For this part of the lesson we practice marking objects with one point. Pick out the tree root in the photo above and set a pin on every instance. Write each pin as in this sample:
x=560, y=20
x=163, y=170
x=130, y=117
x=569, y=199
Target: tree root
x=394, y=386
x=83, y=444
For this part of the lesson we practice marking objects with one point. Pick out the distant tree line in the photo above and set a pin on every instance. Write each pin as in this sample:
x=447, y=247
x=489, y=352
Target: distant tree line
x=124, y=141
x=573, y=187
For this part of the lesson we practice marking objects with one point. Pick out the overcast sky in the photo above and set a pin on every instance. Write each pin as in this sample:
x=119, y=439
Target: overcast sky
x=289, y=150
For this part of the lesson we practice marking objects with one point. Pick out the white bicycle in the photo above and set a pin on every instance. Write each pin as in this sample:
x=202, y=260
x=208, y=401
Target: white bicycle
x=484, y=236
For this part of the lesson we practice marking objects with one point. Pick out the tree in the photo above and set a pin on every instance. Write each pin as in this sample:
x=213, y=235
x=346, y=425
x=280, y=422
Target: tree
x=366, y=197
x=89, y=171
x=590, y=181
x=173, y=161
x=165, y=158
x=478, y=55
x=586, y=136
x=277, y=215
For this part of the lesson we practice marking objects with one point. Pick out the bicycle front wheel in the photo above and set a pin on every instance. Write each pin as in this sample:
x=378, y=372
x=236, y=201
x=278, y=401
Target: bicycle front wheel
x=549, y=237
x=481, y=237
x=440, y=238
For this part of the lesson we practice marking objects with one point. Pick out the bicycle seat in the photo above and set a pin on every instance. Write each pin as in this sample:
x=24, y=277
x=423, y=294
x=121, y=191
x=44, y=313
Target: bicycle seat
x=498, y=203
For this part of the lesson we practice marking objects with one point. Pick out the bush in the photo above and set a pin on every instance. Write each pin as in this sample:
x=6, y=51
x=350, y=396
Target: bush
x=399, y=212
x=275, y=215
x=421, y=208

==============================

All records are to be restated exactly, from the first line to the last line.

For this part of the lesson we practice marking objects with one point. Pick out the tree root in the photo above and set a pin on every instance. Write each pin as in this sample:
x=560, y=20
x=163, y=170
x=130, y=117
x=569, y=199
Target: tree root
x=394, y=386
x=83, y=444
For this part of the lesson we practice marking objects with one point. Pick out the distant tree line in the photo above and set a pin on every instance. Write each pin as in this sample:
x=447, y=247
x=489, y=352
Target: distant tree line
x=124, y=141
x=573, y=187
For this part of the lesson we practice marking objects with one point. Pick out the overcast sky in the photo above and set a pin on every instance. Write each pin as in this sample:
x=119, y=439
Target: overcast sky
x=289, y=150
For this part of the lesson we practice marking objects with one point. Pick out the white bicycle in the photo above and set a pin on every instance. Write each pin as in this sample:
x=202, y=260
x=208, y=401
Target: white bicycle
x=484, y=236
For this part of the lesson we practice marking objects with one point. Pick out the tree in the photo above and set a pin on every instance. Write each pin as in this sample:
x=213, y=235
x=346, y=425
x=280, y=422
Target: tree
x=366, y=197
x=89, y=171
x=590, y=181
x=173, y=161
x=165, y=158
x=478, y=55
x=586, y=136
x=277, y=215
For this part of the lesson we practice marking objects with one point. Pick out the bicycle front wheel in the photo above and set a pin on every instance. Write each pin as in this sample:
x=378, y=372
x=236, y=201
x=278, y=401
Target: bicycle front wheel
x=549, y=237
x=481, y=237
x=440, y=238
For this part of the lesson we practice marking objects with one point. Pick out the bicycle seat in the photo above and set a pin on every instance. Write each pin as in this sample:
x=24, y=277
x=423, y=294
x=121, y=191
x=44, y=313
Target: bicycle seat
x=498, y=203
For this part of the lesson we practice marking objects with one point. Pick out the bush in the photo above and set a pin on every instance. Write each pin as in this sample:
x=6, y=51
x=350, y=396
Target: bush
x=399, y=212
x=275, y=215
x=421, y=208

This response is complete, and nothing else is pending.